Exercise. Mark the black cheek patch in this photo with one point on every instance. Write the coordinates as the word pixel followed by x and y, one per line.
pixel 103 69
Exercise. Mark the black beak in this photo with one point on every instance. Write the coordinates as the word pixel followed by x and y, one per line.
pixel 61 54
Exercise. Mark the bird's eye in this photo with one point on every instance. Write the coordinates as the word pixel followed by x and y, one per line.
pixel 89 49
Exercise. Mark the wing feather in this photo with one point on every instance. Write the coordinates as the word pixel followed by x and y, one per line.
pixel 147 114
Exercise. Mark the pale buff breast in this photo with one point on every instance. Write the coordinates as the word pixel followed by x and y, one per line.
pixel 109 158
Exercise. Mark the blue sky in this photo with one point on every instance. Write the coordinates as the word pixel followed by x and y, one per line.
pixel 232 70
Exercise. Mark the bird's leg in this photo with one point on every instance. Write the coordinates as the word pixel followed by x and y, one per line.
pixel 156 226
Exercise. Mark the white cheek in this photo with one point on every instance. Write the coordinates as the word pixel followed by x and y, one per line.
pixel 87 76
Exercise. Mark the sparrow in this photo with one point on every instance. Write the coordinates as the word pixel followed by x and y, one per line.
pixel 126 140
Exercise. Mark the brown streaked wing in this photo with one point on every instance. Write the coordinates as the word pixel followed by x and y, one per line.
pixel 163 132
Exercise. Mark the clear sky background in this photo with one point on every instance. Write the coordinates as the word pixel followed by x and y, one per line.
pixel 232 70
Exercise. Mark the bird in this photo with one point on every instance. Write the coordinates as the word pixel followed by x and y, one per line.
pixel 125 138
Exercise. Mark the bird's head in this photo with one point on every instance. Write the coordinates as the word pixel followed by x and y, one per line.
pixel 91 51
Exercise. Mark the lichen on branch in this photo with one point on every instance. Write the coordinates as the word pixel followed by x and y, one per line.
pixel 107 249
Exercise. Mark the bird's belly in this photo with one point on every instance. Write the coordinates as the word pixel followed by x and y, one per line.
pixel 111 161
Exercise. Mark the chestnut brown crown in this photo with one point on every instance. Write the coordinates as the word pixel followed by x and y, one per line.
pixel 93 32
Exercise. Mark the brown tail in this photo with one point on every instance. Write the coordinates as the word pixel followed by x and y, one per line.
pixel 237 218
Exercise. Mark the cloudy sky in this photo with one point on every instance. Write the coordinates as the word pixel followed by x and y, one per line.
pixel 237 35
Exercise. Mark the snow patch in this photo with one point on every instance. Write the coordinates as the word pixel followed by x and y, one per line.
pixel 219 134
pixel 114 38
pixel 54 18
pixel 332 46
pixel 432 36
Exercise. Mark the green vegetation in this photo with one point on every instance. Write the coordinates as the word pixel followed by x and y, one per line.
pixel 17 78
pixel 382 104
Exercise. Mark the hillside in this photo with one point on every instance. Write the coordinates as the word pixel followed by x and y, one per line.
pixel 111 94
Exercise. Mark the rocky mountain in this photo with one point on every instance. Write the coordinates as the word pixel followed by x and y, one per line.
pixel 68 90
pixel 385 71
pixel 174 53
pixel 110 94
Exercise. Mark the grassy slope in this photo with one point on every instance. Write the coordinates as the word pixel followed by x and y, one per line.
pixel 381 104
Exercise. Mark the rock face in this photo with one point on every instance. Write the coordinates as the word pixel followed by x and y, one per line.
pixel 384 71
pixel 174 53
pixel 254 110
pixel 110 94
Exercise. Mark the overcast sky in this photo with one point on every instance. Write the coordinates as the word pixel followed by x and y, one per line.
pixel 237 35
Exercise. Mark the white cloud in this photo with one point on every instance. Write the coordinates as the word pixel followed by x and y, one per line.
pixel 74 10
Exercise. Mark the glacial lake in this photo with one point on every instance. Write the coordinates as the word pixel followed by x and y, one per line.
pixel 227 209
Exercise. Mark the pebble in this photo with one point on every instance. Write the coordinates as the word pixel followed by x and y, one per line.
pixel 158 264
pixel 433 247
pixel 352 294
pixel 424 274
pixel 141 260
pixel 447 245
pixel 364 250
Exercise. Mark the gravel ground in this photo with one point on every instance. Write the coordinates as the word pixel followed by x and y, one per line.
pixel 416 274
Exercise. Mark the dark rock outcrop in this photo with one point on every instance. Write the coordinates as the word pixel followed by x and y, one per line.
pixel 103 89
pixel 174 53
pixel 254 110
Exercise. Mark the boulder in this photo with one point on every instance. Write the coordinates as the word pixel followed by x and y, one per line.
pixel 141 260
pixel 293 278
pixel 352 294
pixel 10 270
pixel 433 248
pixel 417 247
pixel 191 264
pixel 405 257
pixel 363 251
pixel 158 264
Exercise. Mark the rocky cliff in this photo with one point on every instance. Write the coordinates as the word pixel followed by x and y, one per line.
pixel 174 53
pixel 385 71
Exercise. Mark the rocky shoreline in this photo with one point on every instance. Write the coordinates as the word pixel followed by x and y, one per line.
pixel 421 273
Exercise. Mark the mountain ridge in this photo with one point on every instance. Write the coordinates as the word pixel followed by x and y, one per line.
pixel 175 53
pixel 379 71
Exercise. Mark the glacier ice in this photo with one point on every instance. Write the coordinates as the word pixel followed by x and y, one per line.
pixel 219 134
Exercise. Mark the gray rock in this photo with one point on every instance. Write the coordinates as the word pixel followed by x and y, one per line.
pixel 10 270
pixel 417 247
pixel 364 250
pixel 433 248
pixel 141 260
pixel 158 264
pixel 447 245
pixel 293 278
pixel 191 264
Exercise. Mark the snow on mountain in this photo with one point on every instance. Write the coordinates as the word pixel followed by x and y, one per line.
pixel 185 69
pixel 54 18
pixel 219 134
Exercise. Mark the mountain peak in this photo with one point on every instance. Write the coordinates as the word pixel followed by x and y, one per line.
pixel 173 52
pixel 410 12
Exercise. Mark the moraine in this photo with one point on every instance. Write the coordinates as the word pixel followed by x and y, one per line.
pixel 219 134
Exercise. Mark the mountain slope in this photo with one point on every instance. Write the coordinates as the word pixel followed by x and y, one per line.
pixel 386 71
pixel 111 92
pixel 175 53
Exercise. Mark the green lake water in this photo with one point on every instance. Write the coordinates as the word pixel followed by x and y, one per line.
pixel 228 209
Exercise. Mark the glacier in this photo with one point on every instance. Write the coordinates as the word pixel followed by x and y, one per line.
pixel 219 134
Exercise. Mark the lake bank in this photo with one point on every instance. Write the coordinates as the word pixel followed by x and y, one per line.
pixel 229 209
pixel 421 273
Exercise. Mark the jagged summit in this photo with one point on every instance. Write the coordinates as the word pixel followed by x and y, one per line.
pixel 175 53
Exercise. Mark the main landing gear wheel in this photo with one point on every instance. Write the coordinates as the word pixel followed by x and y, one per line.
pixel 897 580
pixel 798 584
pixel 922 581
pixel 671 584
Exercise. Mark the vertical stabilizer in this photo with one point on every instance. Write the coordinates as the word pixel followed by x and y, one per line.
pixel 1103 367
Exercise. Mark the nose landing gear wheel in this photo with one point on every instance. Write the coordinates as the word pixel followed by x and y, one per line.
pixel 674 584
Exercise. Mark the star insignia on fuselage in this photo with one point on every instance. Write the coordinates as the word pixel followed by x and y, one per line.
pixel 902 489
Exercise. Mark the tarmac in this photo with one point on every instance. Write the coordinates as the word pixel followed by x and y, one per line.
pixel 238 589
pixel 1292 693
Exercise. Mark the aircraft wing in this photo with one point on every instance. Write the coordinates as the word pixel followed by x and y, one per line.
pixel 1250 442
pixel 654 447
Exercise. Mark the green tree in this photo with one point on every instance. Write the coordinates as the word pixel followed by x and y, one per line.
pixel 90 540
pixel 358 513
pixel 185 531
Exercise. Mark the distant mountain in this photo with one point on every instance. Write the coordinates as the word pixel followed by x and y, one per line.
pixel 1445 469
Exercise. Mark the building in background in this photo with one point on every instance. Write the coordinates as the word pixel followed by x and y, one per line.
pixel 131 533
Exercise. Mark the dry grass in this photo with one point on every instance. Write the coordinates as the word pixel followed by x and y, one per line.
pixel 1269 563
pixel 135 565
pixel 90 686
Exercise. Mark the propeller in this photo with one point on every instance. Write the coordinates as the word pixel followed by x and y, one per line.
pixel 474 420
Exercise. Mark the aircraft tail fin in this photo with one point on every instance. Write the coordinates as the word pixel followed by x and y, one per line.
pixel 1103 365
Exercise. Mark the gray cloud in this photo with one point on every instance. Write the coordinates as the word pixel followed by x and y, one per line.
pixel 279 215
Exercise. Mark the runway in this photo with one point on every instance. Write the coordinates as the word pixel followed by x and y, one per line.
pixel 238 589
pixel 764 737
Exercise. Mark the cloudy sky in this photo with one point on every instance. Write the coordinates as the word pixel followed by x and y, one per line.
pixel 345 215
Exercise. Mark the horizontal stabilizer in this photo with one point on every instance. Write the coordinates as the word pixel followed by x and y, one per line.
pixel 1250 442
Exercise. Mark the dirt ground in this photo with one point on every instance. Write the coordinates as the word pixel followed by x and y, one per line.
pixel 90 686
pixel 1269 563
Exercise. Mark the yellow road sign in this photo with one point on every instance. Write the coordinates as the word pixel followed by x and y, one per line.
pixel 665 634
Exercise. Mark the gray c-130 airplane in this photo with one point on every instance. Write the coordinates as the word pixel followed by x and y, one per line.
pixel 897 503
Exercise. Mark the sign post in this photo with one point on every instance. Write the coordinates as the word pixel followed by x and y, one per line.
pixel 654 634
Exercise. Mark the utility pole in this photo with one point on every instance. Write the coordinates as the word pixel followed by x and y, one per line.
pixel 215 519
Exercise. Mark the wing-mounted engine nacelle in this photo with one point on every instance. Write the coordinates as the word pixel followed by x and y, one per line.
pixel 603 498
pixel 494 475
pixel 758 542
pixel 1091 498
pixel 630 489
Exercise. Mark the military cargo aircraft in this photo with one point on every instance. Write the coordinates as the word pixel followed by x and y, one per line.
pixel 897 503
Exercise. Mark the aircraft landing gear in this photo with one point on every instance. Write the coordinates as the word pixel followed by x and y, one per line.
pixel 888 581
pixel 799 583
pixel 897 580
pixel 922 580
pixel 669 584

● **Instructions for the task**
Each line from the one holding "Exercise. Mark the aircraft landing" down to the end of the records above is to be repeated exactly; no other line belongs in the reply.

● **Output for this task**
Exercise. Mark the aircraft landing gear in this photo with one point on every instance. Write the coordinates as the word pixel followed by x and y, one per line.
pixel 888 581
pixel 799 583
pixel 897 580
pixel 922 580
pixel 669 584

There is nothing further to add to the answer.